Problem details:
Copy the data below word for word, from the line containing "In this screenshot, identify the foam" through the line containing "[194, 292, 219, 346]", with both of those lines included.

Data lines:

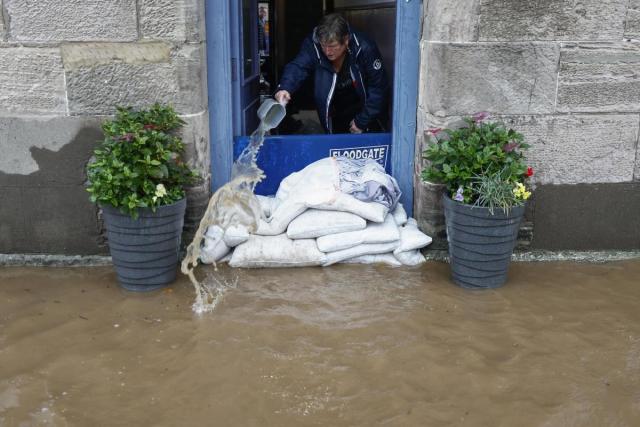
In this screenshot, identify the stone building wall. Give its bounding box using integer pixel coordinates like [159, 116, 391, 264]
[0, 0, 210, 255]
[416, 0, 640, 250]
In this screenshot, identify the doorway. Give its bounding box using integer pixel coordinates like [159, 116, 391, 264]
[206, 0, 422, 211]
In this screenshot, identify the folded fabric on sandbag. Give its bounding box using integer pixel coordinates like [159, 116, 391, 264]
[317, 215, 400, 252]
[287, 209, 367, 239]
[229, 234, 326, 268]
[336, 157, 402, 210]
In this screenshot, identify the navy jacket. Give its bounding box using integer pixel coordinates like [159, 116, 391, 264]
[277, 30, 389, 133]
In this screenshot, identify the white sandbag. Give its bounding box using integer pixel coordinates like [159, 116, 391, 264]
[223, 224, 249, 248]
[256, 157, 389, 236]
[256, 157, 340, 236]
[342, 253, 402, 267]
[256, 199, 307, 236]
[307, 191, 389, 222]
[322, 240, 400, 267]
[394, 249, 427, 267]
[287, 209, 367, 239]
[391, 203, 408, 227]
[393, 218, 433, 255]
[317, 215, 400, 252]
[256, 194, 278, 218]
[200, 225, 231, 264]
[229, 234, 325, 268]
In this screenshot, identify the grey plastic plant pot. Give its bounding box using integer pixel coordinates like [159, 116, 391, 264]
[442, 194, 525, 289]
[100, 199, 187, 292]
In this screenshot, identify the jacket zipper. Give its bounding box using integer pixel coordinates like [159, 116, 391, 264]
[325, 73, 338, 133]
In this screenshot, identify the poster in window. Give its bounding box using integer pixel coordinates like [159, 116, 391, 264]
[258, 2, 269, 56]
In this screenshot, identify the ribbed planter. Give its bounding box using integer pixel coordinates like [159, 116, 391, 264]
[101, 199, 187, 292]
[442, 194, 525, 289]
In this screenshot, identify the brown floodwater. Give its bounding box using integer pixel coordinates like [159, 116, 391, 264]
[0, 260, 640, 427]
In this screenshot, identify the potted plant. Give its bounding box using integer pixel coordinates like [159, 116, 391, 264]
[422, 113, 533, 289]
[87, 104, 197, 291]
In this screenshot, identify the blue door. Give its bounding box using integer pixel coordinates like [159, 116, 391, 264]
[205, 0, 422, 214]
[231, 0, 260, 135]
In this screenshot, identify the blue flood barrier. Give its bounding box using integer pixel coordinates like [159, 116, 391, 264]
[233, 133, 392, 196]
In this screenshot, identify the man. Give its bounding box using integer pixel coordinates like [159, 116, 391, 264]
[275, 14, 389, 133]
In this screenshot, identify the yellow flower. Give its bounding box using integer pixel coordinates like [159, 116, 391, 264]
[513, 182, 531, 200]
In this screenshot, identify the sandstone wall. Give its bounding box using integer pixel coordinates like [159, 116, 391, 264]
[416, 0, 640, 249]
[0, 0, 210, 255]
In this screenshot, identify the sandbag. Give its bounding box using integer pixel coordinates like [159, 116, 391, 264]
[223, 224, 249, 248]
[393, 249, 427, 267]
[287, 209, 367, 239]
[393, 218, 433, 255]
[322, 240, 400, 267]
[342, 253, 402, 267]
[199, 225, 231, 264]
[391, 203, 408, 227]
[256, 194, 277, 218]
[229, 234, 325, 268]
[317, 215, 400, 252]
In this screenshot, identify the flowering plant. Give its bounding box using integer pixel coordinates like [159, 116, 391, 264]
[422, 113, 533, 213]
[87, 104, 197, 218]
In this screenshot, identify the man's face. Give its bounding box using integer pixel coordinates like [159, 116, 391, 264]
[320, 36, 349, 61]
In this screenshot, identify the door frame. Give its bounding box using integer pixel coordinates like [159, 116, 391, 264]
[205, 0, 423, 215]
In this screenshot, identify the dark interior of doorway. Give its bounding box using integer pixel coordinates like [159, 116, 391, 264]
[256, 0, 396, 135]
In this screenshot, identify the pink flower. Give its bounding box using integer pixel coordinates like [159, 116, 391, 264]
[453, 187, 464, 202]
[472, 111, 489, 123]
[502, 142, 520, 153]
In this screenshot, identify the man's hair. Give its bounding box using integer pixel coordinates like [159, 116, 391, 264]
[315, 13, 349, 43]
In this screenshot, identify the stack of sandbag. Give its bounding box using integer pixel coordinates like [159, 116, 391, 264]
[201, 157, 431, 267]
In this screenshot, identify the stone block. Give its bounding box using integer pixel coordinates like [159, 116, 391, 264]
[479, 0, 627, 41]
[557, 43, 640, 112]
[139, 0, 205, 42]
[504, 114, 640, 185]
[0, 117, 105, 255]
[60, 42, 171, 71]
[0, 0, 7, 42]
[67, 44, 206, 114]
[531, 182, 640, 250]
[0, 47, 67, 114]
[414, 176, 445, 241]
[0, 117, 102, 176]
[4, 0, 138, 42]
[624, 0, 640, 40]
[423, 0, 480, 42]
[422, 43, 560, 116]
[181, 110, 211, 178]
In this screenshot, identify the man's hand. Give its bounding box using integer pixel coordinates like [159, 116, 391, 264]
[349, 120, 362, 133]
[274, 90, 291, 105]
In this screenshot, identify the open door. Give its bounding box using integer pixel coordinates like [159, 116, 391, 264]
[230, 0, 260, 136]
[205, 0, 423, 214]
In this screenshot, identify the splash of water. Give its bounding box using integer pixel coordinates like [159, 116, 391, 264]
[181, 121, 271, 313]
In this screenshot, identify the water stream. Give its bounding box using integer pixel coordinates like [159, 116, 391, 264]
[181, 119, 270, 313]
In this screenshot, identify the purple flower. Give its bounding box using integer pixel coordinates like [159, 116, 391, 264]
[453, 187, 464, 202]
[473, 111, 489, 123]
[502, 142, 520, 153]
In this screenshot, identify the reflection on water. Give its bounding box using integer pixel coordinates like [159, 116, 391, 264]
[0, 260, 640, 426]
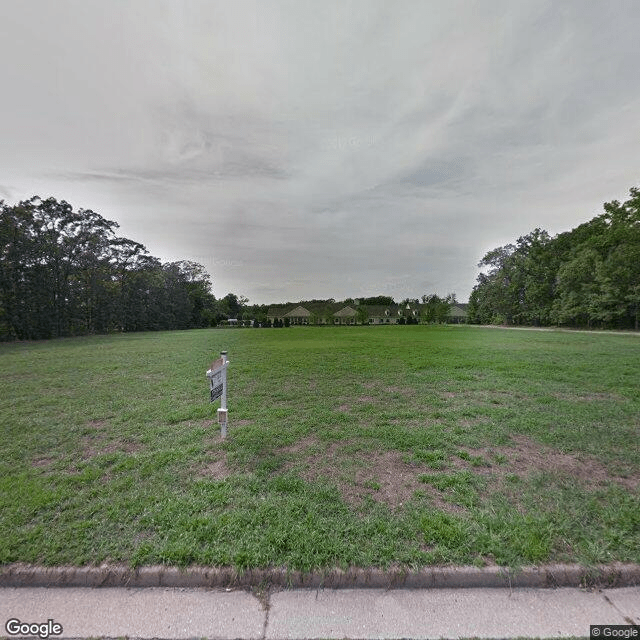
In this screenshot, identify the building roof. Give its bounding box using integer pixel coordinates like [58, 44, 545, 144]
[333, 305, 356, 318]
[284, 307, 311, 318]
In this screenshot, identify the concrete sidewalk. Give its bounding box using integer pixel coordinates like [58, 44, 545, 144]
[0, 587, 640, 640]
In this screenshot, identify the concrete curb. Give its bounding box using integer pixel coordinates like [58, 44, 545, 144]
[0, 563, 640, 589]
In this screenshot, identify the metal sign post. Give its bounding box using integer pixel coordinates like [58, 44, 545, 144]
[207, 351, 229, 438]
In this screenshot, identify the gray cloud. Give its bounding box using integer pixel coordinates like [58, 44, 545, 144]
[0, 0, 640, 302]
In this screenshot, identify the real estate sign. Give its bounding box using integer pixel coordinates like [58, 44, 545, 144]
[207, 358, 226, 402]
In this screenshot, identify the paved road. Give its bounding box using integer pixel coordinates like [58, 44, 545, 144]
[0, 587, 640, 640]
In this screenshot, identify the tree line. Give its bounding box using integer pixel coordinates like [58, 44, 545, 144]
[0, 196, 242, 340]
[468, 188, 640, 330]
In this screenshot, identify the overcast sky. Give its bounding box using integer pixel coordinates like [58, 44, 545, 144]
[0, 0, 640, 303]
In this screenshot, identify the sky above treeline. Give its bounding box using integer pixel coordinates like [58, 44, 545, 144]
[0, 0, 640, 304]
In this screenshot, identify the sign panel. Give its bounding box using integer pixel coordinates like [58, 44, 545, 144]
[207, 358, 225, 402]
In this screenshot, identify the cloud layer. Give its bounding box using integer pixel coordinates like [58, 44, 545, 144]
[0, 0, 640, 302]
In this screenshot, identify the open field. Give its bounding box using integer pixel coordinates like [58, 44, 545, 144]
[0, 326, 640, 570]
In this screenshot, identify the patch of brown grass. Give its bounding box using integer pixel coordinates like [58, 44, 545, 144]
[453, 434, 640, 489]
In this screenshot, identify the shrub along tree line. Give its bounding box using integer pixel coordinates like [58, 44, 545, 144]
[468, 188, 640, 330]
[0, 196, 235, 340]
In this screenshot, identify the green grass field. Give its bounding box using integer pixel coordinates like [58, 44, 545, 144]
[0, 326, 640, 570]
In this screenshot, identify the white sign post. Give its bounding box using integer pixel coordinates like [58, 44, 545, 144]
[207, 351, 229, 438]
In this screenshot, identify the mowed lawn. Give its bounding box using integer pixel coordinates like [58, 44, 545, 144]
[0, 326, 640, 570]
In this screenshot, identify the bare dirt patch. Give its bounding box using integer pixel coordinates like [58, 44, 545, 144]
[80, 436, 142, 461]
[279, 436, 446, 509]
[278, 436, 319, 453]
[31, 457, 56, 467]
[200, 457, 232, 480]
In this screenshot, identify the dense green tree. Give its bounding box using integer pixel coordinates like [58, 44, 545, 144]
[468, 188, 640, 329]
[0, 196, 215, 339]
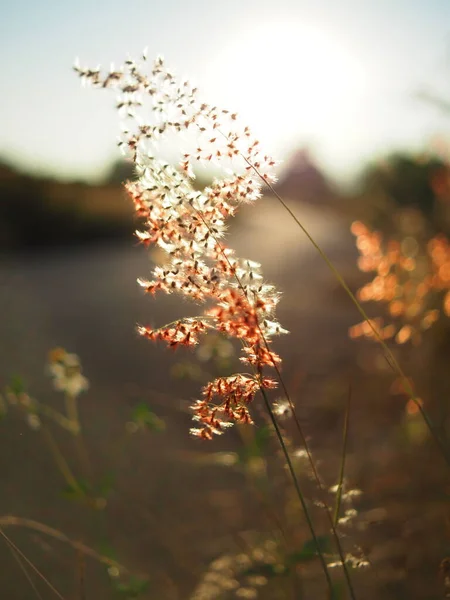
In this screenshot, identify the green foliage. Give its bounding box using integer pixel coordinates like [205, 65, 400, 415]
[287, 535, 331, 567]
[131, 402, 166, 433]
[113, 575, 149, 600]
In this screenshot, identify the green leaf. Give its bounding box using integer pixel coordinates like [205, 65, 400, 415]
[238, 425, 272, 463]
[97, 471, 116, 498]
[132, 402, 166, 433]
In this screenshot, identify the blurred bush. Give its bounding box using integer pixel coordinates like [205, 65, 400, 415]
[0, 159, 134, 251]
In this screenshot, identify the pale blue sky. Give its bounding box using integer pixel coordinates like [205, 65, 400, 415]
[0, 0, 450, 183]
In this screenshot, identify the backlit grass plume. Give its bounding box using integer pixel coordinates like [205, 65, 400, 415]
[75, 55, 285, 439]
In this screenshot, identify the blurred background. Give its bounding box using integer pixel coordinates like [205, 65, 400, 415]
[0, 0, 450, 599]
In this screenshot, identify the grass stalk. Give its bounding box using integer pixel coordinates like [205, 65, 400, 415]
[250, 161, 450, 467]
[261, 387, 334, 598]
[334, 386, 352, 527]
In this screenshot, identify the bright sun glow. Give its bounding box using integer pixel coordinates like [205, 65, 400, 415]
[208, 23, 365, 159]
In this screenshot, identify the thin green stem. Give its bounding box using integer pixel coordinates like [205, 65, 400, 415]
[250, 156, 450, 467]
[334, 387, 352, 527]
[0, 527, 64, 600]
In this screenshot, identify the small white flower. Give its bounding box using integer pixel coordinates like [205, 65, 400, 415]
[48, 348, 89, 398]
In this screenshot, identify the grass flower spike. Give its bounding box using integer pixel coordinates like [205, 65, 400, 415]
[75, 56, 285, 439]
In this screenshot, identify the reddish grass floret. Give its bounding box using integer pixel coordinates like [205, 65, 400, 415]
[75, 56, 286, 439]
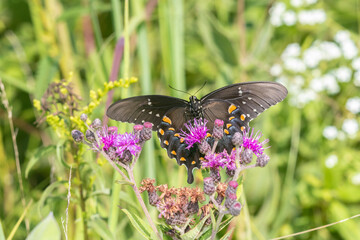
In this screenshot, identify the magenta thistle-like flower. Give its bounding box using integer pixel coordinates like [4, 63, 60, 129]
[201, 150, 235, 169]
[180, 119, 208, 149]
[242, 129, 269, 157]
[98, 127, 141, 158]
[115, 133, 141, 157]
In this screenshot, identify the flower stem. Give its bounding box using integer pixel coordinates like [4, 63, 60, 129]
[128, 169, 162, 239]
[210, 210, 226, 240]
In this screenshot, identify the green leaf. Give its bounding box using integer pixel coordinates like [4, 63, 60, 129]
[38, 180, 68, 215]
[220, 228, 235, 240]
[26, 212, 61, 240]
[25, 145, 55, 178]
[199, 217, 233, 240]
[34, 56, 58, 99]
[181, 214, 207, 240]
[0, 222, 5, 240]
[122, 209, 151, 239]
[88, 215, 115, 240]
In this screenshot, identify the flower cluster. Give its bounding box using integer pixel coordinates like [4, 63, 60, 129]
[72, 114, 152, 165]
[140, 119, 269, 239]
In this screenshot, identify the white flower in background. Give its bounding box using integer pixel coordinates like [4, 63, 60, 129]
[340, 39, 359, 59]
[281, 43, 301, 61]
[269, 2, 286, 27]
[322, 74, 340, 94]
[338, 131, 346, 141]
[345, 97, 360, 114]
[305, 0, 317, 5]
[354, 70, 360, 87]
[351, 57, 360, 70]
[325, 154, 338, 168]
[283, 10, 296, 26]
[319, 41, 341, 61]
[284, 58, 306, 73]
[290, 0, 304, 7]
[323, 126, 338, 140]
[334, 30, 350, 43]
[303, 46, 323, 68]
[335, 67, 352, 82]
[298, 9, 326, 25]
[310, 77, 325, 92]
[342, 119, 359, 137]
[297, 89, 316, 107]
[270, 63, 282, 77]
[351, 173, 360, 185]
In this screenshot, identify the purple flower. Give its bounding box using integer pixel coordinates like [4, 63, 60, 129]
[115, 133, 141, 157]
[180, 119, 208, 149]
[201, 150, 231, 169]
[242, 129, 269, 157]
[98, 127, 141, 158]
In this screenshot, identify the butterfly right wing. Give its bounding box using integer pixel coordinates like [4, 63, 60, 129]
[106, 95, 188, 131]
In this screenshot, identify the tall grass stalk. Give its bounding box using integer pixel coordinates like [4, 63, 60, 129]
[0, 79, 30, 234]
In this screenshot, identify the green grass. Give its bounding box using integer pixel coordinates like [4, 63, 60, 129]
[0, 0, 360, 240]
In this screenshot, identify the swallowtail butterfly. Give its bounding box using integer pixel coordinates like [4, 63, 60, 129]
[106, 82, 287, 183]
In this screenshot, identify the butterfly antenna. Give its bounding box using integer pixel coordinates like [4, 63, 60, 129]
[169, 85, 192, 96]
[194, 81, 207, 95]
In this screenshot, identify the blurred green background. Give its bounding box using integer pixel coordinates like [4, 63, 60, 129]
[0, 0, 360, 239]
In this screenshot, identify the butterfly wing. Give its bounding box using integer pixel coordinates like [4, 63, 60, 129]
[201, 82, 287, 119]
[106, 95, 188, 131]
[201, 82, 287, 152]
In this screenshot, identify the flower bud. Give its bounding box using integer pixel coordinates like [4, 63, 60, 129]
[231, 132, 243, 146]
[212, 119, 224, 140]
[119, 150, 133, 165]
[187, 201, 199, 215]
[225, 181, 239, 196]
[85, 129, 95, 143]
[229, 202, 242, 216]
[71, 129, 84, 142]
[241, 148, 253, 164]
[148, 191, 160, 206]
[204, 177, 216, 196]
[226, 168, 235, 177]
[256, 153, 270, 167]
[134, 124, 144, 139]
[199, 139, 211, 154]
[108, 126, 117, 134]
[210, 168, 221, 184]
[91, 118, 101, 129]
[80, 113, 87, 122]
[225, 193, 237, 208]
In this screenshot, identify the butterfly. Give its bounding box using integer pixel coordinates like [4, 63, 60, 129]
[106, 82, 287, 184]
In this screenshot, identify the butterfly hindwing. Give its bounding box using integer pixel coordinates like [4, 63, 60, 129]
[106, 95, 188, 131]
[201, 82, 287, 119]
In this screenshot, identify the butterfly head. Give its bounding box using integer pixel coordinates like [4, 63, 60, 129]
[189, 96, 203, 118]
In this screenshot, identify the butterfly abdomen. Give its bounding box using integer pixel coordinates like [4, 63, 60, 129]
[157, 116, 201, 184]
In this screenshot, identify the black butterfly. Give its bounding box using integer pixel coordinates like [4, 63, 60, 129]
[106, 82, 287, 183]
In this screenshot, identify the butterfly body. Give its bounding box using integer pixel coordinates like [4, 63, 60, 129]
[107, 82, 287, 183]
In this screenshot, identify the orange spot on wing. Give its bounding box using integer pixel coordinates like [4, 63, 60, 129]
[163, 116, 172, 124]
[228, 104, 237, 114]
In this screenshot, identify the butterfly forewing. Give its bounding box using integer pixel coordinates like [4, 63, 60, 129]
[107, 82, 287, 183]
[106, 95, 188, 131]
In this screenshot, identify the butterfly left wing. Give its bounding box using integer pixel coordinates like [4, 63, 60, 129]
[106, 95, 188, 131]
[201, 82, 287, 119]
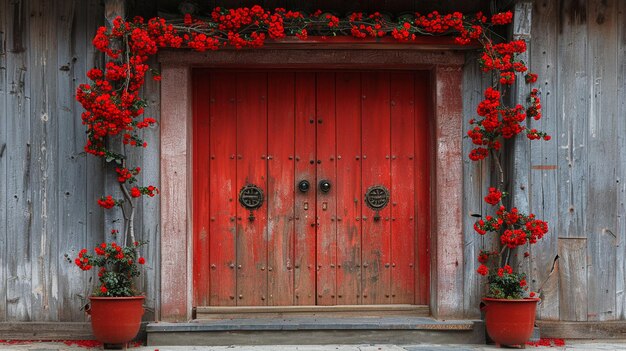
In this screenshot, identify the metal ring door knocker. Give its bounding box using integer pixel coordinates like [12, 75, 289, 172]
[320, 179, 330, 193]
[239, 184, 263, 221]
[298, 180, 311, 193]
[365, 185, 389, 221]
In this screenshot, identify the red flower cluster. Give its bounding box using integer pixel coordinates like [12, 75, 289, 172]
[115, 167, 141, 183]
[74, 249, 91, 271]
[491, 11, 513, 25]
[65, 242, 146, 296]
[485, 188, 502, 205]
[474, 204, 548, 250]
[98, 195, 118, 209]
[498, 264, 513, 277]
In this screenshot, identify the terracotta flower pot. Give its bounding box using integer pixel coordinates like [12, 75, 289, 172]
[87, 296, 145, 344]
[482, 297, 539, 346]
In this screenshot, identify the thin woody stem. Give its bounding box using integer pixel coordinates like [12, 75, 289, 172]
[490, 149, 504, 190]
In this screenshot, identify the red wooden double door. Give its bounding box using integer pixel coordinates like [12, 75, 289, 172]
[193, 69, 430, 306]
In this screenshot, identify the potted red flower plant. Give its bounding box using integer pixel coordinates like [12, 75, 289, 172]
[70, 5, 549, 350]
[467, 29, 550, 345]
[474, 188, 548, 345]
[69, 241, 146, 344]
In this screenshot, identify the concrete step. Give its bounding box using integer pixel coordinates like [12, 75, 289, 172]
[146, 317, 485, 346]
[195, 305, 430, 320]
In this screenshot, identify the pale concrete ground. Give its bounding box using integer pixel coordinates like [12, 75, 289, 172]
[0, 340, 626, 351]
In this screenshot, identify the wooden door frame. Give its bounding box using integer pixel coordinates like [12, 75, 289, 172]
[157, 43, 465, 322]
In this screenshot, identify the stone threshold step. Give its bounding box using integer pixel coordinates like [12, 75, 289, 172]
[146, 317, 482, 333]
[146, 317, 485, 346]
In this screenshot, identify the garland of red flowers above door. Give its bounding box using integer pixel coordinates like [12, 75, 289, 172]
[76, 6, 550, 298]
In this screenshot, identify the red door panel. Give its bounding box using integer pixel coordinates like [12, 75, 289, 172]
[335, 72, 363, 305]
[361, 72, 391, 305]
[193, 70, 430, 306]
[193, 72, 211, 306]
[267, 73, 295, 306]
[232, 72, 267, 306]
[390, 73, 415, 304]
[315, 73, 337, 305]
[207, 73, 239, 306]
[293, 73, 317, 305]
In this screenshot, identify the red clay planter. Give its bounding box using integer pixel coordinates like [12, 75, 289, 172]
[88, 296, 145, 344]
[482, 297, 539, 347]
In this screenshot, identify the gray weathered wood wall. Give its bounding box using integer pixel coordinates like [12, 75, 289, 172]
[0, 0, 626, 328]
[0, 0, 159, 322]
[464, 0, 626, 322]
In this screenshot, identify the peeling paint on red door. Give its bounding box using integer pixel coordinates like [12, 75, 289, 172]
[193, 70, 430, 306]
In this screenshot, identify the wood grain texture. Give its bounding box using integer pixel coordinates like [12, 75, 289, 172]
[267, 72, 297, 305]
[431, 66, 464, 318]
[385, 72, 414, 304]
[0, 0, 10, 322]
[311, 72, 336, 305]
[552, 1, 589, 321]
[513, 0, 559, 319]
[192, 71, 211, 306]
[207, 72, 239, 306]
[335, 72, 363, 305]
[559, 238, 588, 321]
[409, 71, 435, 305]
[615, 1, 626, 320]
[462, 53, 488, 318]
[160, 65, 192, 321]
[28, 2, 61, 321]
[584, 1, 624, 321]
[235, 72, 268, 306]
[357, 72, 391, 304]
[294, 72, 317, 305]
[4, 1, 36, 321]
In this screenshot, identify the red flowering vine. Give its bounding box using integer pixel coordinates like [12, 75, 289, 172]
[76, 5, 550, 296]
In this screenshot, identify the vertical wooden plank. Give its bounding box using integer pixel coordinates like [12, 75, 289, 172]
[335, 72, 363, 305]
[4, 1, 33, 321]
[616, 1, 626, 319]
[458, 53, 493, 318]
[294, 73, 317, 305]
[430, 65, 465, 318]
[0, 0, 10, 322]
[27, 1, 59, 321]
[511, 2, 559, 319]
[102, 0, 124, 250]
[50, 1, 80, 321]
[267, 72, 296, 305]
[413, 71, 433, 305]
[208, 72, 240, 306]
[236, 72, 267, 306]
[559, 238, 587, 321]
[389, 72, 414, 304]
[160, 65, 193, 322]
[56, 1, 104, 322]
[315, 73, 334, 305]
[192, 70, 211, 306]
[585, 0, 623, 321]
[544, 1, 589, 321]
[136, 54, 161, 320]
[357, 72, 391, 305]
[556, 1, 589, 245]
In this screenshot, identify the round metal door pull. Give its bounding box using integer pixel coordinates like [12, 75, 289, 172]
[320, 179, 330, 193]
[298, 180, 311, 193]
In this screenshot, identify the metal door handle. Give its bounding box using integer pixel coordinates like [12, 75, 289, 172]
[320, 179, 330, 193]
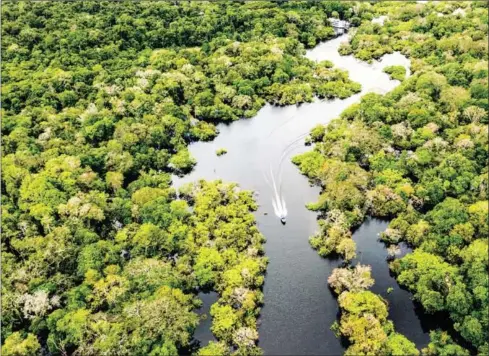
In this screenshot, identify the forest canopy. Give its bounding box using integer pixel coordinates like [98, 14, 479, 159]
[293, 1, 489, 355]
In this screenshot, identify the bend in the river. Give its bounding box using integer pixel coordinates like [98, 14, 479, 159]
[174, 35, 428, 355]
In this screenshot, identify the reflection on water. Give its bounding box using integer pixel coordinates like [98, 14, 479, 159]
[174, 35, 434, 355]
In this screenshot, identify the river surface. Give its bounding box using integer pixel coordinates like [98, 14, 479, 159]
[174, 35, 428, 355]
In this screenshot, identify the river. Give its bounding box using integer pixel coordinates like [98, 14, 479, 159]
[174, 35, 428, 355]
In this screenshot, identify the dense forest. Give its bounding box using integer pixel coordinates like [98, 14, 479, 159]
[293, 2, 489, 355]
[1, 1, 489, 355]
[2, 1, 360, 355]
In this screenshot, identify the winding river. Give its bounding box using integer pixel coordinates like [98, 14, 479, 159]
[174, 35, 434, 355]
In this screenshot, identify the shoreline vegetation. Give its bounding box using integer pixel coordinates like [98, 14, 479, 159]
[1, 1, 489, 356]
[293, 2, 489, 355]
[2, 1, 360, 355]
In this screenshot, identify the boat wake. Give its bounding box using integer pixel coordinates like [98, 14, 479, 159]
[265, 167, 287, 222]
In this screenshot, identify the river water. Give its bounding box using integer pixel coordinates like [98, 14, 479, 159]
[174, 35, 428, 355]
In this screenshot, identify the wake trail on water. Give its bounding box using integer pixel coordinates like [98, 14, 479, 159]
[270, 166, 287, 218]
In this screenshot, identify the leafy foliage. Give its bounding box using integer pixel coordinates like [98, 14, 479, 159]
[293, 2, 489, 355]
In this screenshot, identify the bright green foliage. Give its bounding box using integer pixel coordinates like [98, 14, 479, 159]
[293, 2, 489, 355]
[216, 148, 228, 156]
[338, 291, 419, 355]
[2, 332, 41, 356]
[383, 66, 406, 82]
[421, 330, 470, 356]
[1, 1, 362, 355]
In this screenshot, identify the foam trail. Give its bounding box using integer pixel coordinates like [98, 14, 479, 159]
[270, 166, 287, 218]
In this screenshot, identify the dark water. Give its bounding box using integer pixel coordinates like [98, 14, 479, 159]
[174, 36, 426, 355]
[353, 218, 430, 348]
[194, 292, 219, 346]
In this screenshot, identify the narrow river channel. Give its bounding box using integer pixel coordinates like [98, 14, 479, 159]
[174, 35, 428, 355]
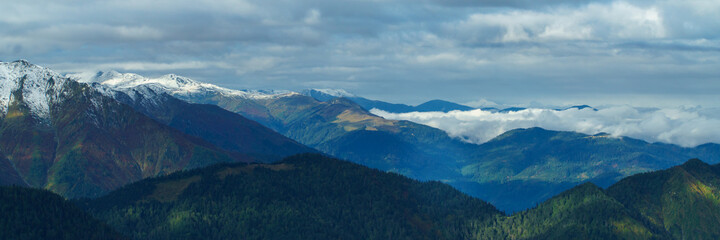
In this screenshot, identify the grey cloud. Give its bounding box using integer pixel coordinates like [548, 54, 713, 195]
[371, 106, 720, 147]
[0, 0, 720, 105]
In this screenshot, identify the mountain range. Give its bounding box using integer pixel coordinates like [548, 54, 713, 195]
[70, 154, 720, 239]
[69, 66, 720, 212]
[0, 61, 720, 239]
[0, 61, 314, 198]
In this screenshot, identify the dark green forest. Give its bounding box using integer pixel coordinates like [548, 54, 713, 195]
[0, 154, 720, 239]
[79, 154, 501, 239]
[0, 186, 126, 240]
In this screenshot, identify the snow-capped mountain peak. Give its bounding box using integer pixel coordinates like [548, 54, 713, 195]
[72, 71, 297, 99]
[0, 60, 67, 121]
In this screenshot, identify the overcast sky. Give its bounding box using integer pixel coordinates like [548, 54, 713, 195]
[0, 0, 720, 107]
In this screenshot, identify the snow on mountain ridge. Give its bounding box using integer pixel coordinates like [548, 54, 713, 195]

Reply to the task:
In this screenshot, identify the foam trail. Give its bounding box using integer pixel coordinates like [98, 14, 479, 159]
[270, 166, 287, 218]
In this screenshot, identify the dark water. Give its bounding box using integer pixel coordinates like [98, 14, 479, 159]
[174, 36, 426, 355]
[353, 218, 430, 348]
[194, 292, 219, 346]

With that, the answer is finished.